## Dataset
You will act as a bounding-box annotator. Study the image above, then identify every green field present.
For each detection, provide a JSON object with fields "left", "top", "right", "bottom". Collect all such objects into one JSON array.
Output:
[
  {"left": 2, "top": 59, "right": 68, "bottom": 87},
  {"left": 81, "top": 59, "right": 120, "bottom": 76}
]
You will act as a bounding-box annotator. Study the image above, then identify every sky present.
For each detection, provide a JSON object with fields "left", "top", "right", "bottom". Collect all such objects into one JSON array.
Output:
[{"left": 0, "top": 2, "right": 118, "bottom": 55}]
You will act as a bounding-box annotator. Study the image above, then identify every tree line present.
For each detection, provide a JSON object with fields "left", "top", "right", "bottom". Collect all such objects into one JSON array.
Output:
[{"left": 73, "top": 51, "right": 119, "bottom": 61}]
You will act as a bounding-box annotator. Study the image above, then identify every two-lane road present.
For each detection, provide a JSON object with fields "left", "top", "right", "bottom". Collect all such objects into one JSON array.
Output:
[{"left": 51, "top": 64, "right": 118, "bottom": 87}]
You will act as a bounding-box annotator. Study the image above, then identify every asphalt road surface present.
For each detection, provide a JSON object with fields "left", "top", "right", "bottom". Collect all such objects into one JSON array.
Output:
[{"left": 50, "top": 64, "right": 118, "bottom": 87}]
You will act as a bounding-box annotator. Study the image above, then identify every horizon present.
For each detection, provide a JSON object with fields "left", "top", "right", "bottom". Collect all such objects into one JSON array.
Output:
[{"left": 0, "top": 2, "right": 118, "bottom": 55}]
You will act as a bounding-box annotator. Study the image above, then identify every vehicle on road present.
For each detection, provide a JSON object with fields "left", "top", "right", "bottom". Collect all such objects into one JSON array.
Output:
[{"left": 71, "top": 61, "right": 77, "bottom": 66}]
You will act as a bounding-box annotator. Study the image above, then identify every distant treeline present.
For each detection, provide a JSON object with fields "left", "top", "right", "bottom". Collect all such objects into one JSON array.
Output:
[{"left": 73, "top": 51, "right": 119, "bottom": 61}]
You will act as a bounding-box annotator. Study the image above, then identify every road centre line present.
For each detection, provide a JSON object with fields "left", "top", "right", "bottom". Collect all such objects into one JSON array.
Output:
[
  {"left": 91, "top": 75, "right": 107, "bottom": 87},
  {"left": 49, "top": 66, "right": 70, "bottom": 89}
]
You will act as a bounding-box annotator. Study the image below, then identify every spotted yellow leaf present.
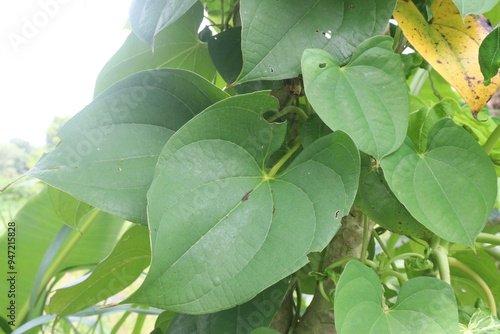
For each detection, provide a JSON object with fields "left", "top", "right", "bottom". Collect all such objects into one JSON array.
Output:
[{"left": 394, "top": 0, "right": 500, "bottom": 115}]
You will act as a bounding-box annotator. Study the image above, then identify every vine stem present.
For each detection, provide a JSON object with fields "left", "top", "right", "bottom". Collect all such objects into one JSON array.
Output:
[
  {"left": 266, "top": 141, "right": 301, "bottom": 179},
  {"left": 410, "top": 68, "right": 429, "bottom": 95},
  {"left": 483, "top": 124, "right": 500, "bottom": 155},
  {"left": 372, "top": 230, "right": 406, "bottom": 285},
  {"left": 431, "top": 236, "right": 451, "bottom": 285},
  {"left": 359, "top": 215, "right": 370, "bottom": 264},
  {"left": 379, "top": 270, "right": 408, "bottom": 285},
  {"left": 267, "top": 106, "right": 307, "bottom": 123},
  {"left": 448, "top": 257, "right": 497, "bottom": 315}
]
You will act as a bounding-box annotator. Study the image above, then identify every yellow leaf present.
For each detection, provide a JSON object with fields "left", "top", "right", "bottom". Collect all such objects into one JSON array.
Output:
[{"left": 394, "top": 0, "right": 500, "bottom": 115}]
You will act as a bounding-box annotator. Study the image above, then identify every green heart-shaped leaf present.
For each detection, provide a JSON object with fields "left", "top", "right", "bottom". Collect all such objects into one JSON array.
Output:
[
  {"left": 380, "top": 119, "right": 497, "bottom": 246},
  {"left": 237, "top": 0, "right": 396, "bottom": 83},
  {"left": 302, "top": 36, "right": 409, "bottom": 159},
  {"left": 129, "top": 0, "right": 197, "bottom": 45},
  {"left": 128, "top": 92, "right": 360, "bottom": 314},
  {"left": 28, "top": 69, "right": 228, "bottom": 224},
  {"left": 47, "top": 225, "right": 151, "bottom": 317},
  {"left": 334, "top": 261, "right": 458, "bottom": 334},
  {"left": 165, "top": 279, "right": 289, "bottom": 334},
  {"left": 94, "top": 3, "right": 216, "bottom": 96}
]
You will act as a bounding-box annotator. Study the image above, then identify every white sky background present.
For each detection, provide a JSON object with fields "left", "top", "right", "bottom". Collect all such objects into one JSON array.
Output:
[{"left": 0, "top": 0, "right": 131, "bottom": 145}]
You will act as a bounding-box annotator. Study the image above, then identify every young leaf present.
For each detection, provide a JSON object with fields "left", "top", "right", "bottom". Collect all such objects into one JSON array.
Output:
[
  {"left": 356, "top": 154, "right": 432, "bottom": 239},
  {"left": 479, "top": 27, "right": 500, "bottom": 86},
  {"left": 237, "top": 0, "right": 395, "bottom": 83},
  {"left": 302, "top": 36, "right": 409, "bottom": 159},
  {"left": 380, "top": 119, "right": 497, "bottom": 246},
  {"left": 47, "top": 225, "right": 151, "bottom": 317},
  {"left": 334, "top": 261, "right": 458, "bottom": 334},
  {"left": 408, "top": 99, "right": 458, "bottom": 152},
  {"left": 129, "top": 0, "right": 197, "bottom": 46},
  {"left": 453, "top": 0, "right": 498, "bottom": 17},
  {"left": 165, "top": 279, "right": 289, "bottom": 334},
  {"left": 94, "top": 3, "right": 215, "bottom": 96},
  {"left": 125, "top": 92, "right": 359, "bottom": 314},
  {"left": 48, "top": 186, "right": 93, "bottom": 229},
  {"left": 394, "top": 0, "right": 500, "bottom": 114},
  {"left": 28, "top": 69, "right": 228, "bottom": 224}
]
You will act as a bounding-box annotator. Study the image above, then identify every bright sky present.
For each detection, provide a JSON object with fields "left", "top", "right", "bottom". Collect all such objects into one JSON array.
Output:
[{"left": 0, "top": 0, "right": 131, "bottom": 145}]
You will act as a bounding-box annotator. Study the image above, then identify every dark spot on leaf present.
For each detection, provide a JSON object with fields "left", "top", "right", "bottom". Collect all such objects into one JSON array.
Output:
[{"left": 241, "top": 189, "right": 253, "bottom": 202}]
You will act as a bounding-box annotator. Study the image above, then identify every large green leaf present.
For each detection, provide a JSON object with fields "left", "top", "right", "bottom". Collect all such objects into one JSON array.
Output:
[
  {"left": 94, "top": 3, "right": 215, "bottom": 96},
  {"left": 302, "top": 36, "right": 409, "bottom": 159},
  {"left": 48, "top": 186, "right": 93, "bottom": 228},
  {"left": 165, "top": 279, "right": 288, "bottom": 334},
  {"left": 0, "top": 189, "right": 123, "bottom": 324},
  {"left": 356, "top": 154, "right": 432, "bottom": 239},
  {"left": 453, "top": 0, "right": 498, "bottom": 17},
  {"left": 28, "top": 69, "right": 228, "bottom": 224},
  {"left": 334, "top": 261, "right": 458, "bottom": 334},
  {"left": 129, "top": 92, "right": 359, "bottom": 314},
  {"left": 237, "top": 0, "right": 396, "bottom": 83},
  {"left": 47, "top": 225, "right": 151, "bottom": 317},
  {"left": 479, "top": 27, "right": 500, "bottom": 86},
  {"left": 129, "top": 0, "right": 197, "bottom": 45},
  {"left": 380, "top": 119, "right": 497, "bottom": 246},
  {"left": 208, "top": 27, "right": 282, "bottom": 94}
]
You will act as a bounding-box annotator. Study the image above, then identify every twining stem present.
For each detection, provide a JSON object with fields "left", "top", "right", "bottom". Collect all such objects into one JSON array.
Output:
[
  {"left": 448, "top": 257, "right": 497, "bottom": 315},
  {"left": 476, "top": 233, "right": 500, "bottom": 245},
  {"left": 267, "top": 106, "right": 307, "bottom": 123},
  {"left": 483, "top": 124, "right": 500, "bottom": 155},
  {"left": 323, "top": 257, "right": 378, "bottom": 273},
  {"left": 372, "top": 230, "right": 406, "bottom": 285},
  {"left": 359, "top": 215, "right": 370, "bottom": 264},
  {"left": 379, "top": 270, "right": 408, "bottom": 285},
  {"left": 387, "top": 253, "right": 425, "bottom": 269},
  {"left": 431, "top": 236, "right": 451, "bottom": 285},
  {"left": 267, "top": 141, "right": 301, "bottom": 179}
]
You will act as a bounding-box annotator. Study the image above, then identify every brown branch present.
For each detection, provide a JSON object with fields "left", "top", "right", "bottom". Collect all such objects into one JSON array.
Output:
[{"left": 294, "top": 208, "right": 373, "bottom": 334}]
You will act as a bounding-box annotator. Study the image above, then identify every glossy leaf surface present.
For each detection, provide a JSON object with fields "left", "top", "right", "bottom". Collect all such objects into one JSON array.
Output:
[
  {"left": 28, "top": 69, "right": 227, "bottom": 224},
  {"left": 380, "top": 119, "right": 497, "bottom": 246},
  {"left": 165, "top": 279, "right": 288, "bottom": 334},
  {"left": 129, "top": 0, "right": 197, "bottom": 46},
  {"left": 47, "top": 225, "right": 151, "bottom": 317},
  {"left": 94, "top": 3, "right": 215, "bottom": 96},
  {"left": 302, "top": 37, "right": 409, "bottom": 159},
  {"left": 334, "top": 261, "right": 458, "bottom": 334},
  {"left": 129, "top": 92, "right": 359, "bottom": 314},
  {"left": 237, "top": 0, "right": 395, "bottom": 83}
]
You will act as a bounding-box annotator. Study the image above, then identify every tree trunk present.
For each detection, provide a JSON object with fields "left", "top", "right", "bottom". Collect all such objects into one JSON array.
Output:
[{"left": 294, "top": 208, "right": 373, "bottom": 334}]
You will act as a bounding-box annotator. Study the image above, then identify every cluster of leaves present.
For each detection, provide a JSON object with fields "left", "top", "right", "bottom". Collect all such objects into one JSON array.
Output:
[{"left": 4, "top": 0, "right": 500, "bottom": 334}]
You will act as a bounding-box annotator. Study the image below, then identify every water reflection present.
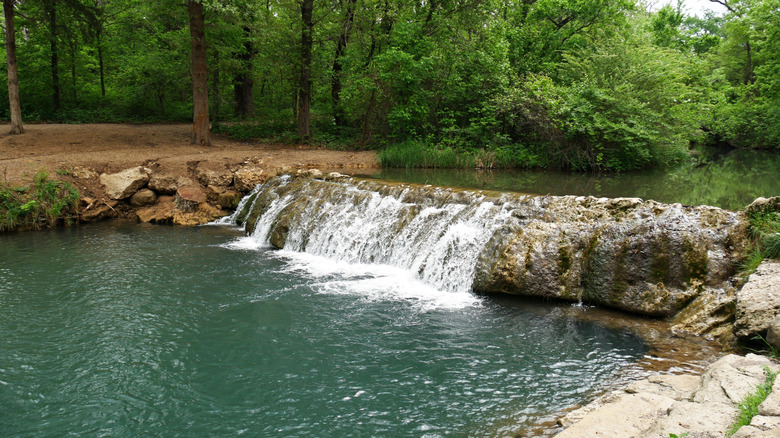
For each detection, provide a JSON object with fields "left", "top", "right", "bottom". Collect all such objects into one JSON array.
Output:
[{"left": 373, "top": 150, "right": 780, "bottom": 210}]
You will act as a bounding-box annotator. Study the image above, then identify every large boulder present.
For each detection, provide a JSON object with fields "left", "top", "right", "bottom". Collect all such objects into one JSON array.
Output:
[
  {"left": 233, "top": 165, "right": 266, "bottom": 192},
  {"left": 734, "top": 260, "right": 780, "bottom": 338},
  {"left": 149, "top": 173, "right": 194, "bottom": 195},
  {"left": 130, "top": 189, "right": 157, "bottom": 207},
  {"left": 176, "top": 185, "right": 207, "bottom": 211},
  {"left": 173, "top": 202, "right": 226, "bottom": 226},
  {"left": 241, "top": 175, "right": 745, "bottom": 316},
  {"left": 197, "top": 167, "right": 233, "bottom": 187},
  {"left": 100, "top": 166, "right": 151, "bottom": 199},
  {"left": 136, "top": 196, "right": 176, "bottom": 224}
]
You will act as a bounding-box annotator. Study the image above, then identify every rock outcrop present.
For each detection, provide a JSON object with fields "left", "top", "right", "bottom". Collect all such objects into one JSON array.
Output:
[
  {"left": 556, "top": 354, "right": 780, "bottom": 438},
  {"left": 236, "top": 175, "right": 745, "bottom": 316},
  {"left": 100, "top": 166, "right": 151, "bottom": 200},
  {"left": 734, "top": 260, "right": 780, "bottom": 338}
]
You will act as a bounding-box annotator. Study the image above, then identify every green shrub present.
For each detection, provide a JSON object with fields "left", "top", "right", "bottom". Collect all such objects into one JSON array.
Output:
[
  {"left": 742, "top": 209, "right": 780, "bottom": 275},
  {"left": 729, "top": 367, "right": 778, "bottom": 436}
]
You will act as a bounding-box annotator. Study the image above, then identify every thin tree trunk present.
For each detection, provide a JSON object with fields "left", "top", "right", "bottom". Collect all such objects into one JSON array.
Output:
[
  {"left": 45, "top": 0, "right": 61, "bottom": 112},
  {"left": 330, "top": 0, "right": 357, "bottom": 127},
  {"left": 211, "top": 50, "right": 222, "bottom": 123},
  {"left": 233, "top": 26, "right": 255, "bottom": 119},
  {"left": 298, "top": 0, "right": 314, "bottom": 140},
  {"left": 98, "top": 37, "right": 106, "bottom": 97},
  {"left": 3, "top": 0, "right": 24, "bottom": 134},
  {"left": 187, "top": 0, "right": 211, "bottom": 146}
]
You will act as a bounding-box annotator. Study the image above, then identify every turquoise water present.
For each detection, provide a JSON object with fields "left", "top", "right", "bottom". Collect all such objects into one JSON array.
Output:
[
  {"left": 0, "top": 223, "right": 647, "bottom": 437},
  {"left": 372, "top": 150, "right": 780, "bottom": 210}
]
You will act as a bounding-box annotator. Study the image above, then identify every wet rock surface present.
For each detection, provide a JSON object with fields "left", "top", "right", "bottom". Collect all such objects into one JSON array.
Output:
[
  {"left": 237, "top": 177, "right": 745, "bottom": 316},
  {"left": 556, "top": 354, "right": 780, "bottom": 438},
  {"left": 734, "top": 260, "right": 780, "bottom": 338}
]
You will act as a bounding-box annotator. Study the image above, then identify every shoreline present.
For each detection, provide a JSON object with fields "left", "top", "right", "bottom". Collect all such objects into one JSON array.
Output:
[{"left": 0, "top": 125, "right": 776, "bottom": 436}]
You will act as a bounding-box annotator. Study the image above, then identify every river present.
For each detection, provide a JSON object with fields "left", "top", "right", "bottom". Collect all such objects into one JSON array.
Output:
[{"left": 0, "top": 222, "right": 660, "bottom": 437}]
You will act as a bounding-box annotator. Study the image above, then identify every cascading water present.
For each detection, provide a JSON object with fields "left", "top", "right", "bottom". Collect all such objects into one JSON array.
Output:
[
  {"left": 226, "top": 176, "right": 510, "bottom": 292},
  {"left": 226, "top": 175, "right": 744, "bottom": 316}
]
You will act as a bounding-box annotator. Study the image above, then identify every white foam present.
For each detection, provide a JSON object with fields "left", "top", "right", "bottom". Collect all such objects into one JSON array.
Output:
[{"left": 277, "top": 250, "right": 481, "bottom": 311}]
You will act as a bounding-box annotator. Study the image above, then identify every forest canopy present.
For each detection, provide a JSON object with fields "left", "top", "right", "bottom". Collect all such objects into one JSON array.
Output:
[{"left": 0, "top": 0, "right": 780, "bottom": 171}]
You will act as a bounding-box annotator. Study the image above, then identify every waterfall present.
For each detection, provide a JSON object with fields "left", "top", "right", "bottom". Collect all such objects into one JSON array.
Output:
[
  {"left": 226, "top": 175, "right": 744, "bottom": 315},
  {"left": 226, "top": 176, "right": 510, "bottom": 292}
]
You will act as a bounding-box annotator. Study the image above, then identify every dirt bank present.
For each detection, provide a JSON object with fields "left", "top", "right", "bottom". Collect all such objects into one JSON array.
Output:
[{"left": 0, "top": 124, "right": 378, "bottom": 218}]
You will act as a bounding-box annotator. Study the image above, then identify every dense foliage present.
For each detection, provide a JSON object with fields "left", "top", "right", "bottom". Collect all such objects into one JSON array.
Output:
[
  {"left": 0, "top": 172, "right": 79, "bottom": 231},
  {"left": 0, "top": 0, "right": 780, "bottom": 170}
]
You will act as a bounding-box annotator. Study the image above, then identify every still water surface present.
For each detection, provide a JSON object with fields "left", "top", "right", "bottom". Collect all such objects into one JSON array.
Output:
[
  {"left": 373, "top": 150, "right": 780, "bottom": 210},
  {"left": 0, "top": 223, "right": 647, "bottom": 437}
]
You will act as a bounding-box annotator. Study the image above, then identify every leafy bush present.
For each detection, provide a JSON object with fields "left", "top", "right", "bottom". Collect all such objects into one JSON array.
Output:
[
  {"left": 0, "top": 171, "right": 79, "bottom": 231},
  {"left": 729, "top": 367, "right": 778, "bottom": 436},
  {"left": 497, "top": 33, "right": 700, "bottom": 171}
]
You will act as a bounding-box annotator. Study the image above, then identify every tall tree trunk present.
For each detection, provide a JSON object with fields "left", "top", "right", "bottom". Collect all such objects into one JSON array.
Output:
[
  {"left": 233, "top": 26, "right": 255, "bottom": 119},
  {"left": 211, "top": 50, "right": 222, "bottom": 123},
  {"left": 187, "top": 0, "right": 211, "bottom": 146},
  {"left": 330, "top": 0, "right": 357, "bottom": 127},
  {"left": 298, "top": 0, "right": 314, "bottom": 140},
  {"left": 3, "top": 0, "right": 24, "bottom": 134},
  {"left": 98, "top": 36, "right": 106, "bottom": 97},
  {"left": 44, "top": 0, "right": 61, "bottom": 111}
]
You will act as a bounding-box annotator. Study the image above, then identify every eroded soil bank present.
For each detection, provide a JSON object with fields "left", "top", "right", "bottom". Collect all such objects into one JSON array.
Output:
[{"left": 0, "top": 124, "right": 378, "bottom": 199}]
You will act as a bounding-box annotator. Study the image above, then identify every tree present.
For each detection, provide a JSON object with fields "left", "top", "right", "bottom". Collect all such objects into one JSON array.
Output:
[
  {"left": 298, "top": 0, "right": 314, "bottom": 140},
  {"left": 330, "top": 0, "right": 357, "bottom": 127},
  {"left": 187, "top": 0, "right": 211, "bottom": 146},
  {"left": 3, "top": 0, "right": 24, "bottom": 134}
]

## Task goal
Gather every line above that contains the word "green", and copy each one out in full.

## Result of the exercise
You will act as a bounding-box annotator. Study the image above, then identify every green field present.
You will act as a bounding-box annotator. Study the image above, then identify every green heart-shaped leaf present.
You will act as a bounding-box annotator. Study the image above, then identify every large green leaf present.
You will act as a bounding-box annotator. Study the image above, then identify every green shrub present.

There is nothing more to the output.